→ **Problem**
Quote each of the rows below word for word, and leave the pictures out of your answer.
***
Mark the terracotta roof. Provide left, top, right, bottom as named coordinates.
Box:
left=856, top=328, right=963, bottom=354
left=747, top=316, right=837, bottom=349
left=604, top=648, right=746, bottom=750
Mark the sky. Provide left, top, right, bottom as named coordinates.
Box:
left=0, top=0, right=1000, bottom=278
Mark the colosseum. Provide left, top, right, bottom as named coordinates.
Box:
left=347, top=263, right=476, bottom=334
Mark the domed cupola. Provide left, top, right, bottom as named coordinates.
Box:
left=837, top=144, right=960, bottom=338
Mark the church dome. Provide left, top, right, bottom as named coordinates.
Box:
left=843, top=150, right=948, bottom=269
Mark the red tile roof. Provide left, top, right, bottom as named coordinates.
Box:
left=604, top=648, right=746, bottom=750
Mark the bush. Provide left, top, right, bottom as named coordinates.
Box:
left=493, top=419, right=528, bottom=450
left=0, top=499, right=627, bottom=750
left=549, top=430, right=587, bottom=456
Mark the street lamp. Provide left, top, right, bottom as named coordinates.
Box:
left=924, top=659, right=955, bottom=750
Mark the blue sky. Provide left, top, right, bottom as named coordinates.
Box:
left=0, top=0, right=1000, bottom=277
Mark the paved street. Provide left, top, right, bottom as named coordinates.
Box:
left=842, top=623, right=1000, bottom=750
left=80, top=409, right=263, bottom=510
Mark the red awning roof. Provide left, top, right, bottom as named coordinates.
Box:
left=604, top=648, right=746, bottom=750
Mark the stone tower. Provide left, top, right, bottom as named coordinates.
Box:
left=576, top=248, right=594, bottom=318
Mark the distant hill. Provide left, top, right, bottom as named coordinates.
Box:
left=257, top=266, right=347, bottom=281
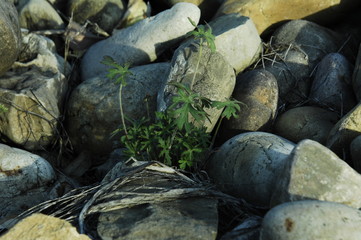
***
→ **Final answer**
Mark the terracotta roof. Provide left, top, right, bottom as named coordinates.
Box:
left=856, top=328, right=963, bottom=354
left=747, top=316, right=837, bottom=349
left=604, top=648, right=746, bottom=750
Mark the sky. Provide left, top, right, bottom as named coordinates.
Box:
left=0, top=0, right=1000, bottom=278
Mark the colosseum. Provide left, top, right, bottom as named coordinates.
Box:
left=347, top=263, right=476, bottom=334
Mark the domed cupola. Provide left, top, right, bottom as named coordinates.
Box:
left=837, top=144, right=960, bottom=338
Mark the church dome. Provide left, top, right, bottom as named coordinates.
Box:
left=843, top=150, right=948, bottom=269
Mark the red tile roof. Provide left, top, right, bottom as named coordinates.
Box:
left=604, top=648, right=746, bottom=750
Mark the bush. Provide left, top, right, bottom as named coordinates.
Box:
left=493, top=419, right=528, bottom=450
left=0, top=499, right=627, bottom=750
left=549, top=430, right=587, bottom=456
Mark the street lamp. Provide left, top, right, bottom as named coordinates.
Box:
left=924, top=659, right=955, bottom=750
Mark the blue sky. Provide left, top, right, bottom as named coordinates.
Box:
left=0, top=0, right=1000, bottom=277
Mark the paved street. Provide left, top, right, bottom as named coordinates.
Box:
left=842, top=623, right=1000, bottom=750
left=80, top=409, right=263, bottom=510
Mark the red awning roof. Provide left, top, right, bottom as named coordinates.
Box:
left=604, top=648, right=746, bottom=750
Mark the stone tower. Provide left, top, right, bottom as named coordinates.
Box:
left=576, top=248, right=594, bottom=318
Mark the distant hill. Provide left, top, right, bottom as named coordinates.
Box:
left=257, top=266, right=347, bottom=281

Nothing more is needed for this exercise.